В отзыве Горького слышна выявленная Ницще и характерная для новой эпохи боязнь мимесиса: а вдруг человеческая личность составлена лишь из бесконечно заменимых миметических теней, а под ними, в основании личности, нет никакой собственной правды?[300]
И Чехов, и Горький выражали ощущение кризиса, постигшего веру и человеческие ценности в политическом и культурном контексте русской жизни на рубеже веков[301]. «Любовь к ближнему», «уважение к человеку» как основополагающие принципы любого сообщества и вообще человеческого взаимодействия утратили всякий смысл. Впрочем, хоть Чехов и разрушает характерное для критического реализма ощущение единой осмысленной истории, нельзя однозначно сказать, что он принимает модернистское ощущение смещенных смыслов. Пусть в этом рассказе говорится о множестве случаев подделок и подлогов, в жены Анисиму Липу выбирают за ее красоту, хоть за душой у нее ни гроша, — но Анисим явно не испытывает к ней никакого эротического влечения. Она не обладает какой-либо товарной ценностью, она совершенно бесполезна. Ее содержание — лишь она сама со своей невинностью и ангельским голосом. Липа производит на свет ребенка, наследника семейного состояния, но, как мы видим в конце, экономика рассказа сводит на нет это событие. Когда у Липы рождается сын, она говорит Варваре о его абсолютной неповторимости:— Маменька, отчего я его так люблю? Отчего я его жалею так? — продолжала она дрогнувшим голосом, и глаза у нее заблестели от слез. — Кто он? Какой он из себя? Легкий как перышко, как крошечка, а люблю его, люблю, как настоящего человека[302]
.Это удивление Липы любопытно контрастирует с проявлениями любви Анисима к Самородову. Он говорит о нем родным: «Если б рассказать, …какой человек есть этот самый Самородов, то вы не поверите»[303]
. Липа, напротив, отказывается даже представить себе, что может понять, кто ее сын, что он собой представляет. Он просто не такой, как другие, не чья-то копия, он абсолютно уникален: вот глубоко гуманистическое отвержение мимесиса.Описывая мир, в котором живут Липа и ее измученная поденной работой мать, Чехов создает самые лирические и красивые картины, какие только можно найти в его прозе. И, несмотря на свое неверие в сообщество, именно здесь, где-то на обломках критического реализма, он ищет человеческие связи и просит читателя приобщиться к этим связям — посредством почти символистского заклинания, выраженного ритмичной, аллитерационной прозой. По мнению Вячеслава Иванова, символизм не должен останавливаться на откровении, а должен приводить к «преображению мира средствами пассивного обозначения некой высшей реальности»[304]
. Чего-то похожего Чехов и добивается в том абзаце, где говорится о том, как угнетенные женщины — Липа и ее мать — как будто сливаются воедино с Божьим миром, и слияние это происходит благодаря рассказчику и его приемам: внутренним рифмам и аллитерациям звуков «ж» и «х»[305]. Действительно, лирическая возвышенность текста, появляющаяся здесь и позже, явно выходит за рамки задач, какие стоят обычно перед реалистической прозой:[306]И чувство безутешной скорби готово было овладеть ими. Но казалось им, кто-то смотрит с высоты неба, из синевы, оттуда, где звезды, видит все, что происходит в Уклееве, сторожит. И как ни велико зло, все же ночь тиха и прекрасна, и все же в божьем мире правда есть и будет, такая же тихая и прекрасная, и все на земле только ждет, чтобы слиться с правдой, как лунный свет сливается с ночью.

### ПРЕДОСТАВЛЕННЫЕ МАТЕРИАЛЫ:

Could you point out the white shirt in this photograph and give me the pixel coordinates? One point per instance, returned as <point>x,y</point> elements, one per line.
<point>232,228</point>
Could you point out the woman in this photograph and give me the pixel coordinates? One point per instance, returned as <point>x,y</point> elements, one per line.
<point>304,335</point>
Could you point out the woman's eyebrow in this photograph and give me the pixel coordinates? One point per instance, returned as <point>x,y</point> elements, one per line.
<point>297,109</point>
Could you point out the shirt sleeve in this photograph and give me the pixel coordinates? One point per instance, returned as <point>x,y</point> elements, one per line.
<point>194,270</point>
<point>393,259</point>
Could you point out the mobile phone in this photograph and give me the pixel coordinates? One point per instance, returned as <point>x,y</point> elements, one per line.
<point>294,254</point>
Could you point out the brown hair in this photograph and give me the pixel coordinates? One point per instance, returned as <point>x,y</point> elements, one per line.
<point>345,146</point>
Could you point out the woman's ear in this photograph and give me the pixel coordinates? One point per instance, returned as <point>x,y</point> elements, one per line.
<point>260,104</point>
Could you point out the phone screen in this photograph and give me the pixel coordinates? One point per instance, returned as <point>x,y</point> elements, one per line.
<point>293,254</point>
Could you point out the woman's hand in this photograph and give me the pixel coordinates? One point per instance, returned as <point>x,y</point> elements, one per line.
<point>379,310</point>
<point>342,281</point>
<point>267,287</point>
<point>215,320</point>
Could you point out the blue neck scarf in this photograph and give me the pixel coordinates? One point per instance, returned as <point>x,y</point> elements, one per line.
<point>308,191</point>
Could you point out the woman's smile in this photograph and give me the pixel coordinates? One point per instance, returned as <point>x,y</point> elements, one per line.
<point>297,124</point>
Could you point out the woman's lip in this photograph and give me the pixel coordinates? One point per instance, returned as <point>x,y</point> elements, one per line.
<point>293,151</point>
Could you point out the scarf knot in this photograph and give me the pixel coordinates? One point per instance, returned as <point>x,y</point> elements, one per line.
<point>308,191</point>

### ЗАДАНИЕ:
Аллитерации каких звуков, согласно извлечённому тексту, использует рассказчик в абзаце, где Липа и ее мать сливаются с Божьим миром? Материалы для выполнения этого задания не нужны.

### ПИСЬМЕННЫЙ ОТВЕТ:
Звуков «ж» и «х».